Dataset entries

%%

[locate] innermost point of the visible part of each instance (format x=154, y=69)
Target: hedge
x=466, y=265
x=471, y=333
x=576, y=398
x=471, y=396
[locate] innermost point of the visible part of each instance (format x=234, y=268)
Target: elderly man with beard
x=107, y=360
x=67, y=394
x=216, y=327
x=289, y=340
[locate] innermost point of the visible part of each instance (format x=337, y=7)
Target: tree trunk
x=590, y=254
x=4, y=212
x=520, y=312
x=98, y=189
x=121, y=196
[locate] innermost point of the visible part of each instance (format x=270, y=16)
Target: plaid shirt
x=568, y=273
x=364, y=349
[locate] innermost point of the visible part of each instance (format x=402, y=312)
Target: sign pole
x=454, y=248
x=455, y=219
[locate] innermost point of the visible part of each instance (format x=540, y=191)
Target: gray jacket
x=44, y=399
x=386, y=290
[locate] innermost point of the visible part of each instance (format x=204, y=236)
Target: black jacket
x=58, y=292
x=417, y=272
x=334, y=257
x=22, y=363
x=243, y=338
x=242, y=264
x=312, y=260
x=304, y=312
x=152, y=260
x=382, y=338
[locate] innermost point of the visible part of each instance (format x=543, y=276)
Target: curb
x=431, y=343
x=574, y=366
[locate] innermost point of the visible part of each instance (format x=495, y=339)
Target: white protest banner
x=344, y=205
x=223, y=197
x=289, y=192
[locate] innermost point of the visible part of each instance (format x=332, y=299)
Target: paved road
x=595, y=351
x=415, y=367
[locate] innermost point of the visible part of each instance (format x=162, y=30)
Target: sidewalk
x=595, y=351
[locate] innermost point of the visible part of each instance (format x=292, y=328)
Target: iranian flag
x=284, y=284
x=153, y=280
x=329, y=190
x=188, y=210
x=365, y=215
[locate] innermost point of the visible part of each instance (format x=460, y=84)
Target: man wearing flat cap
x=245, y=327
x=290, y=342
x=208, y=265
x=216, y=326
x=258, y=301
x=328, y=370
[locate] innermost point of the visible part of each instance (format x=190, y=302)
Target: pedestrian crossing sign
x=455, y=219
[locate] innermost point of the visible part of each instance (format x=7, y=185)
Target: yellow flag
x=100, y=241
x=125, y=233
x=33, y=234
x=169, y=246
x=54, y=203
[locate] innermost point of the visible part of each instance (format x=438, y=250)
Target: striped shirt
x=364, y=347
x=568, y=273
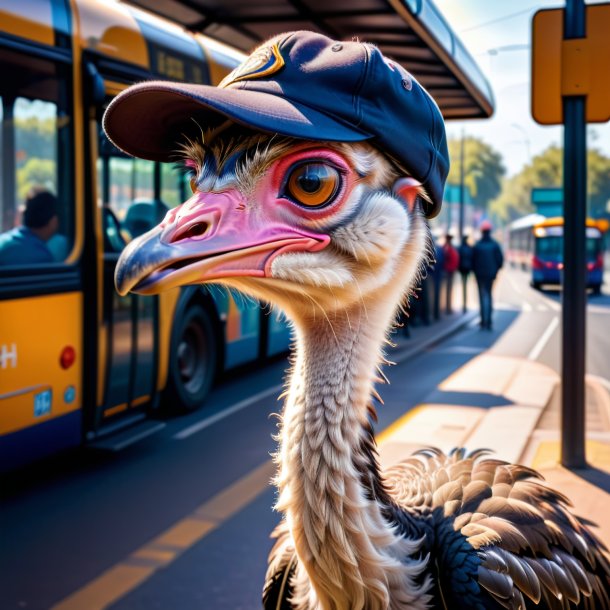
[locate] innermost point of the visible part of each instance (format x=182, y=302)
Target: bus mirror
x=96, y=87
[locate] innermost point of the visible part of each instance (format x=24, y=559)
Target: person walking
x=437, y=270
x=465, y=267
x=487, y=259
x=450, y=266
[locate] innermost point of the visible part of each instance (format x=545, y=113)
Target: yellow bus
x=78, y=362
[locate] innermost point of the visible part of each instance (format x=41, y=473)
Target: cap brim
x=149, y=120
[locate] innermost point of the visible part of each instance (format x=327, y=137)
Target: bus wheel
x=192, y=363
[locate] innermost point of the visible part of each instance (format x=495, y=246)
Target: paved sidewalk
x=522, y=425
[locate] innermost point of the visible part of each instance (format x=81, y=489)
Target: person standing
x=487, y=259
x=450, y=266
x=465, y=267
x=437, y=270
x=27, y=244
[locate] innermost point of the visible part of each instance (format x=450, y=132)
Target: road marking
x=238, y=406
x=553, y=305
x=514, y=284
x=398, y=423
x=138, y=567
x=592, y=309
x=546, y=335
x=548, y=454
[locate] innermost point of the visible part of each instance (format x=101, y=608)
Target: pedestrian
x=465, y=253
x=451, y=264
x=436, y=269
x=487, y=260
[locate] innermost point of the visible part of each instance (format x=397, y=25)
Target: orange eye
x=313, y=184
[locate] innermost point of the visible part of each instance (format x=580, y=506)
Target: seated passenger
x=27, y=244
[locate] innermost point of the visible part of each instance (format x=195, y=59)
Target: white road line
x=546, y=335
x=553, y=305
x=514, y=284
x=595, y=309
x=238, y=406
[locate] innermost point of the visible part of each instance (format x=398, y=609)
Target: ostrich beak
x=209, y=237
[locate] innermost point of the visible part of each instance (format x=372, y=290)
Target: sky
x=498, y=36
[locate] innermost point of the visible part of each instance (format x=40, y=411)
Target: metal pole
x=574, y=275
x=461, y=216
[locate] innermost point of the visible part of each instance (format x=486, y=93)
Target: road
x=182, y=519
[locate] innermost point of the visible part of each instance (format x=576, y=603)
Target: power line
x=498, y=19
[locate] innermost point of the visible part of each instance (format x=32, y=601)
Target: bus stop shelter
x=412, y=32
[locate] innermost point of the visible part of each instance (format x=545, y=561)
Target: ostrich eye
x=313, y=184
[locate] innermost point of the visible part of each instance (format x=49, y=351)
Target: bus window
x=174, y=187
x=36, y=202
x=550, y=248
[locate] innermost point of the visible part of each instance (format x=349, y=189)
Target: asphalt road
x=182, y=519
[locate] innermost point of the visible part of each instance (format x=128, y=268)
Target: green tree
x=546, y=170
x=483, y=169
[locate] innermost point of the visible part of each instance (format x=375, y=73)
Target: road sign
x=570, y=67
x=548, y=201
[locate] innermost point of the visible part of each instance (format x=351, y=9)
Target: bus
x=77, y=361
x=536, y=243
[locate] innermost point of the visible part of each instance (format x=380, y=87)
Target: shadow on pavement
x=595, y=476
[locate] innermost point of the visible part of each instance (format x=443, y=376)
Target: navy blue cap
x=300, y=84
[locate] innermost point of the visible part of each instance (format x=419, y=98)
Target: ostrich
x=313, y=167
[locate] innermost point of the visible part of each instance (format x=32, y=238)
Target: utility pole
x=574, y=241
x=461, y=216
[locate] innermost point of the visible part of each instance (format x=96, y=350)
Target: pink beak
x=209, y=237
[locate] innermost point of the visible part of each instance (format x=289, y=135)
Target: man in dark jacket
x=487, y=259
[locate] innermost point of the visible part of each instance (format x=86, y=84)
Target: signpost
x=570, y=85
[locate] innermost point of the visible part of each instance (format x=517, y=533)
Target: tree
x=36, y=173
x=546, y=170
x=483, y=169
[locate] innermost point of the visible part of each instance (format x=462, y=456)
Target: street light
x=526, y=139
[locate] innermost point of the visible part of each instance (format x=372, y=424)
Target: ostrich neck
x=341, y=539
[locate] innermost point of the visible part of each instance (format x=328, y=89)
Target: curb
x=600, y=389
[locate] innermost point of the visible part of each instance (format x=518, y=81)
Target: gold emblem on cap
x=264, y=61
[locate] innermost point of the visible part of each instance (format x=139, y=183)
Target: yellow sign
x=580, y=66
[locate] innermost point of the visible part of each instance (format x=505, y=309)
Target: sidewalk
x=521, y=426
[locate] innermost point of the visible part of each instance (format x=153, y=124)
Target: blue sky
x=498, y=35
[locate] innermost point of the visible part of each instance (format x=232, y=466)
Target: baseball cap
x=299, y=84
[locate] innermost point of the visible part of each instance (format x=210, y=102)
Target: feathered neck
x=350, y=557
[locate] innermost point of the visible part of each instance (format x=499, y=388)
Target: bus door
x=129, y=322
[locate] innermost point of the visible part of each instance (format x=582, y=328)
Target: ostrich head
x=317, y=204
x=313, y=167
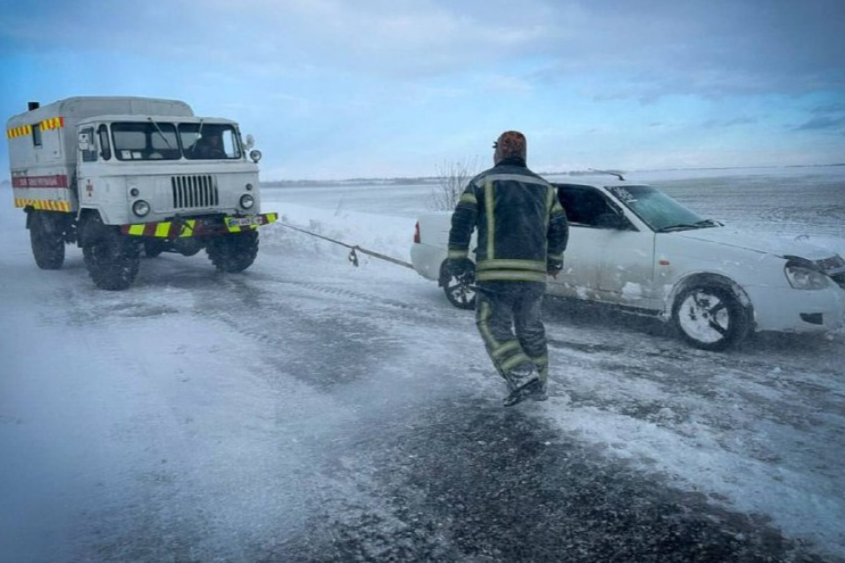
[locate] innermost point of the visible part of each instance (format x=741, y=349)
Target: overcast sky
x=366, y=88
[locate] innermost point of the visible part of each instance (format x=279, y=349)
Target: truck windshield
x=209, y=141
x=145, y=141
x=160, y=140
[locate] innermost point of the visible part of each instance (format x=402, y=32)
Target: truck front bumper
x=199, y=226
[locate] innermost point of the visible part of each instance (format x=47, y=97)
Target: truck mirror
x=84, y=141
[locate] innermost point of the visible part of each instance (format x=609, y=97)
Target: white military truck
x=122, y=175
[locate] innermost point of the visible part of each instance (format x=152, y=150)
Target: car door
x=609, y=257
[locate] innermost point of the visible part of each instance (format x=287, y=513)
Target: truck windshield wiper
x=677, y=227
x=704, y=223
x=160, y=132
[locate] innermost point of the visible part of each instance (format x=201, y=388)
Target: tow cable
x=353, y=249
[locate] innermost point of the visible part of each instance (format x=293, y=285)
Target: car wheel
x=710, y=317
x=459, y=290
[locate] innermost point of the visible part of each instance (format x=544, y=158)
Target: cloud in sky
x=335, y=89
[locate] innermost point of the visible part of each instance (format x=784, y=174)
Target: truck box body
x=120, y=174
x=42, y=144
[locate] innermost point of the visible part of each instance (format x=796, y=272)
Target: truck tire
x=709, y=316
x=234, y=252
x=112, y=259
x=459, y=290
x=153, y=248
x=47, y=236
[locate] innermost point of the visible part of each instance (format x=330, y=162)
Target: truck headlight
x=247, y=201
x=141, y=208
x=800, y=277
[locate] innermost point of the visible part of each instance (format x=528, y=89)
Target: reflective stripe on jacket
x=520, y=224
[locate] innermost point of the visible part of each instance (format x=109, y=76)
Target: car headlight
x=800, y=277
x=140, y=208
x=247, y=201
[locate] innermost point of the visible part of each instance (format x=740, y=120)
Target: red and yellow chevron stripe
x=44, y=204
x=45, y=125
x=164, y=229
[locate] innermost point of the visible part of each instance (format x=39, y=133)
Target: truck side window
x=105, y=146
x=36, y=135
x=89, y=155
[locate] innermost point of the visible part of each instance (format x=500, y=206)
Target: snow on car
x=634, y=247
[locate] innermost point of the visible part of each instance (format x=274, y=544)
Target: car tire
x=47, y=238
x=459, y=290
x=710, y=317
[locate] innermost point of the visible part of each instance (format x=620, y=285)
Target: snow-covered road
x=308, y=410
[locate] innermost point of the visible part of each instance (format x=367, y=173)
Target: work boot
x=519, y=376
x=523, y=382
x=542, y=392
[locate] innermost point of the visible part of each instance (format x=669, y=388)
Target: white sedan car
x=634, y=247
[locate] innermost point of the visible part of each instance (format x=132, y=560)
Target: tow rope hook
x=353, y=256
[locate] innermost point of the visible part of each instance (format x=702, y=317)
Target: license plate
x=244, y=221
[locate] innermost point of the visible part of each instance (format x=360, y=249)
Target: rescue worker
x=522, y=234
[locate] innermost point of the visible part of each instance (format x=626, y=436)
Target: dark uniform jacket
x=520, y=224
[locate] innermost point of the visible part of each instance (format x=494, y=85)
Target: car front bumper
x=794, y=310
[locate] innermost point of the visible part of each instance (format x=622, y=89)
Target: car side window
x=584, y=205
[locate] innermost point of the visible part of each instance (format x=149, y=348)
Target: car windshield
x=658, y=210
x=160, y=140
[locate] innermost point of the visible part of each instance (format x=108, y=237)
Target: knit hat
x=510, y=144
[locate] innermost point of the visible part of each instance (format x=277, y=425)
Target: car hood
x=758, y=242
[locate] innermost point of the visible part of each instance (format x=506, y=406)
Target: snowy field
x=309, y=410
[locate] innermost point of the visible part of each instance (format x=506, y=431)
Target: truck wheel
x=460, y=291
x=710, y=317
x=48, y=240
x=112, y=259
x=153, y=248
x=234, y=252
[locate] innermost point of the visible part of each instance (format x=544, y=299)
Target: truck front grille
x=194, y=191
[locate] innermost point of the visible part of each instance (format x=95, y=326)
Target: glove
x=460, y=267
x=554, y=266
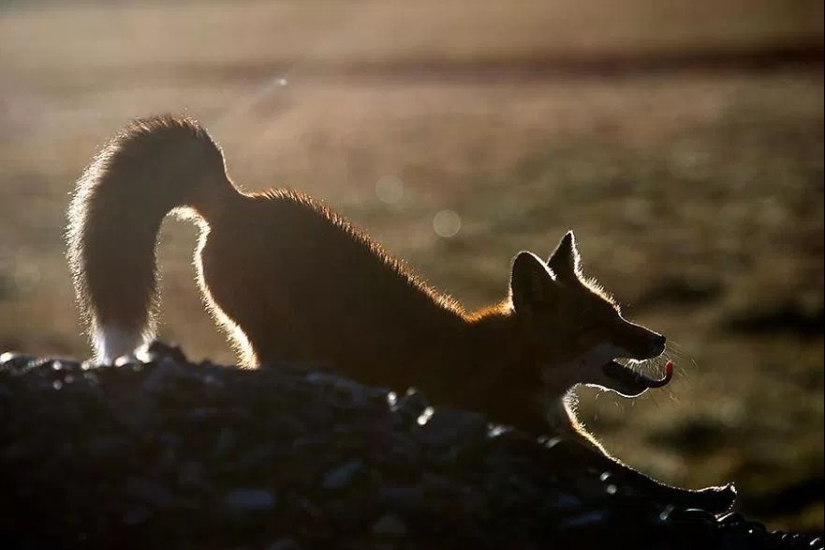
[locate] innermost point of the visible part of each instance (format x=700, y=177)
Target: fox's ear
x=530, y=283
x=565, y=262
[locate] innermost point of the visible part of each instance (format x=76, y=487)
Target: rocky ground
x=170, y=454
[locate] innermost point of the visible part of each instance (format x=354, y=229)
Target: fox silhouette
x=288, y=279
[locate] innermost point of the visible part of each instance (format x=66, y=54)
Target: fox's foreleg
x=580, y=447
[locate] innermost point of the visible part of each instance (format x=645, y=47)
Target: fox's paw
x=716, y=500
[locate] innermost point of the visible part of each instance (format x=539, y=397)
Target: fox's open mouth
x=630, y=383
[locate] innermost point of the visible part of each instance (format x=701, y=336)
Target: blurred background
x=682, y=141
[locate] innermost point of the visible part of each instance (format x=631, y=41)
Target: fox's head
x=573, y=331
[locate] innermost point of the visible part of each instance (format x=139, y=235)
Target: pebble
x=250, y=500
x=342, y=476
x=390, y=526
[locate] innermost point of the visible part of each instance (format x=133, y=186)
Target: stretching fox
x=288, y=279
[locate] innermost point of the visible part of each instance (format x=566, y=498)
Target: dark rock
x=167, y=454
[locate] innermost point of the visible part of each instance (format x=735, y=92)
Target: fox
x=287, y=279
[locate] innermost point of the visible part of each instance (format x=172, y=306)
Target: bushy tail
x=150, y=168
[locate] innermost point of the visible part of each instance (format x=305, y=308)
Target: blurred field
x=696, y=192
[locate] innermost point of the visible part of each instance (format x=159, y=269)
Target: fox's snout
x=641, y=343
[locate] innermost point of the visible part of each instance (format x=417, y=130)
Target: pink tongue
x=637, y=380
x=666, y=380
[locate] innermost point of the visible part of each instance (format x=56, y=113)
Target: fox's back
x=303, y=284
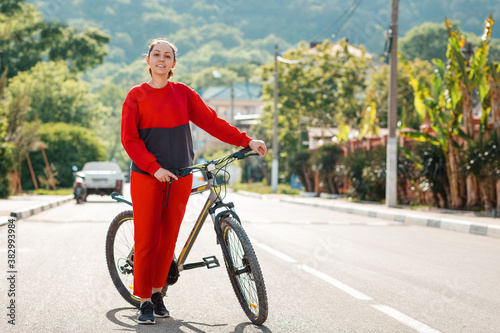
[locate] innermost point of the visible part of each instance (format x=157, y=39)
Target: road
x=325, y=271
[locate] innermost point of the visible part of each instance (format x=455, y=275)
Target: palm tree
x=470, y=73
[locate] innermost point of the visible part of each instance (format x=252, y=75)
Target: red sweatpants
x=156, y=228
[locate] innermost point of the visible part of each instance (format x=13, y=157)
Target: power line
x=352, y=8
x=348, y=17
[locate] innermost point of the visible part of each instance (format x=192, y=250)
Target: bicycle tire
x=119, y=245
x=248, y=285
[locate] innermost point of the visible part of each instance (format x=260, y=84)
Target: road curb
x=475, y=228
x=38, y=208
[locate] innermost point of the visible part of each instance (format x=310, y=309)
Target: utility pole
x=275, y=168
x=392, y=147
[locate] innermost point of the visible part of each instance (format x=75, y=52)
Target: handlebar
x=238, y=155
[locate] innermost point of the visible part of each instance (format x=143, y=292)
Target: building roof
x=248, y=91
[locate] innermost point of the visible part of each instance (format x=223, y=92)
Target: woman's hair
x=165, y=41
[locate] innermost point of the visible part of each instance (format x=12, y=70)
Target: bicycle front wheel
x=120, y=255
x=246, y=276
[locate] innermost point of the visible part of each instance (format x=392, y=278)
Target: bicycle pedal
x=211, y=262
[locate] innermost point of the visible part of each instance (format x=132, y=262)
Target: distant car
x=102, y=178
x=198, y=179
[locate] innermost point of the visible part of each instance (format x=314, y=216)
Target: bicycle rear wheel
x=246, y=277
x=119, y=255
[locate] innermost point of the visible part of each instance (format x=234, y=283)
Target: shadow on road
x=126, y=319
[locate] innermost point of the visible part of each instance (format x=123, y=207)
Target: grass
x=262, y=188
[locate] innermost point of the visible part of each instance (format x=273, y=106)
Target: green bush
x=67, y=145
x=366, y=170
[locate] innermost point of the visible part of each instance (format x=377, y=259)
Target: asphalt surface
x=461, y=221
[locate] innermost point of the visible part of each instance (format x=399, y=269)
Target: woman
x=156, y=134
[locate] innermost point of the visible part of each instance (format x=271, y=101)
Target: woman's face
x=161, y=59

%%

## [WORK TO COMPLETE]
Your task is to reproduce the entries exactly, starting at the first line and ending with the line containing "(format x=270, y=16)".

## [WORKED SOLUTION]
[locate] innermost point of the visible part of each instance (format x=154, y=69)
Target: hedge
x=466, y=265
x=471, y=333
x=576, y=398
x=471, y=396
[locate] innermost point of the visible part of each instance (format x=234, y=268)
Target: elderly man with beard
x=107, y=360
x=67, y=394
x=216, y=327
x=289, y=340
[locate] innermost point of the visible part of each instance (format x=337, y=7)
Target: tree trunk
x=590, y=254
x=4, y=212
x=520, y=312
x=98, y=189
x=121, y=196
[locate] innermost point of the visible part of each instance (format x=270, y=16)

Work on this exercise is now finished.